Complete the following
• a. Name every waterfall mentioned in the text about the River Neath and its tributaries.
• b. Extend the text about the River Neath and its tributaries, starting after its final sentence.

The River Neath (Welsh: Afon Nedd) starts as the waters of the Nedd Fechan and Afon Mellte meet at Pontneddfechan then flow down the Vale of Neath to the sea at Swansea Bay. Several short but important rivers are found within the catchment, their flow punctuated by a multitude of waterfalls.
The Nedd Fechan (Little Neath river) offers exceptional interest in its short course from the hills of Fforest Fawr to the Vale of Neath.
Rising at about 650m between the summits of Fan Gyhirych and Fan Fraith, the river turns south to flow over Old Red Sandstone rocks before disappearing into the ground when it reaches the band of Carboniferous Limestone. It shortly reappears and tumbles over a series of cascades and waterfalls formed by resistant bands of sandstone within what were traditionally known as the Millstone Grit Series of rocks (the ‘Marros Group‘ today). Foremost amongst these falls perhaps is Sgwd Ddwli, downstream of Pont Melin-fach.
The river merges with the Afon Hepste at Pontneddfechan to form the Afon Nedd or River Neath.
A former tramway running beside the river from behind the Angel Inn at Pontneddfechan gives access to its lower reaches and to its major west bank tributary, the Afon Pyrddin. The tramway once served a series of silica mines in the gorge. The adits (horizontal tunnels) can still be seen though should not be entered.
This river provides the Geopark with two of its finest waterfalls.
The name Afon Pyrddin may signify ‘river by the striking fortress’ or else ‘sweet-flowing river’. It is for the spectacular fall of Sgwd Gwladus that it is perhaps best known.
The river rises amongst the mix of open moorland and plantations east of Coelbren. It eventually enters a gorge section within which are the two falls of Sgwd Einion Gam and Sgwd Gwladus. The former is difficult of access but the latter is one of the most accessible of the area’s falls and repays a visit.
The river joins the Nedd Fechan at Pwll Du ar Byrddin (the ‘black pool of the Pyrddin’).
A river which can boast more impressive waterfalls than any other in the country.

Data extract
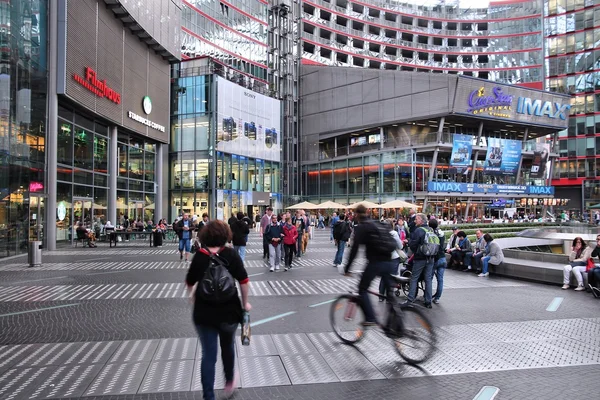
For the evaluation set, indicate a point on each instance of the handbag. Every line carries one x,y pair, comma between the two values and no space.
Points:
590,265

Answers to the tasks
• a. Sgwd Ddwli, Sgwd Einion Gam, Sgwd Gwladus

• b.
The Afon Llia and the Afon Dringarth combine above Ystradfellte to form the Afon Mellte which flows on down to the Vale of Neath where on joining with the Nedd Fechan, the Afon Nedd or Neath River is born. The headwaters of the Llia and Dringarth are the Old Red Sandstone uplands of Fforest Fawr.
One of the few rivers with a public footpath running underneath it!
Starting as the Afon y Waun on the southern slopes of Fan Fawr, the river assumes the name of Afon Hepste when it is joined by the Nant y Cwrier. It follows a generally south-westward course to its meeting with the Afon Mellte but not before having plunged over the celebrated falls of Sgwd yr Eira.
Short but adventurous – a small river which punches above its weight.
The Afon Sychryd is a short river which rises to the south of the Geopark -in fact the only one of the Nedd’s tributaries to do so – and heads through a deep wooded gorge for a meeting with the Afon Mellte near Craig-y-Ddinas / Dinas Rock. This cliff-defended tongue of rock between the two rivers is the site of an Iron Age promontory fort and gives the feature its name; Craig-y-ddinas signifies ‘fortress of the rock’.
The most spectacular part of its course, immediately below Craig-y-Ddinas is guided by the fault zone of the Neath Disturbance where, as Sgydau Sychryd, it cascades though a narrow slot between rock walls. Just below the cascades, the strongly folded limestones of Bwa Maen tower above its waters.
There are few places in South Wales where the geological upheavals of the past are more strikingly displayed than along the course of the Sychryd. The main gorge section has been carved out by the river along the Dinas Fault, where movement of the rocks on either side has fractured a broad band of rocks and made them more prone to erosion by water. There are at least a couple more parallel faults to the north of Dinas Rock which, together with associated folds in the rocks, are collectively known as the Neath Disturbance. The Dinas Fault Zone is effectively the entire width between the sheer walls of Dinas Rock and Bwa Maen and which contains a multiplicity of movement planes – surfaces which have slid past each other in the past.
The great prow of rock known as Bwa Maen (literally the ‘stone arch’ or ‘stone bow’) is an extraordinary, tightly folded block of Carboniferous Limestone. It can best be seen in winter from near the end of the Sychryd all-ability trail when the vegetation has died back.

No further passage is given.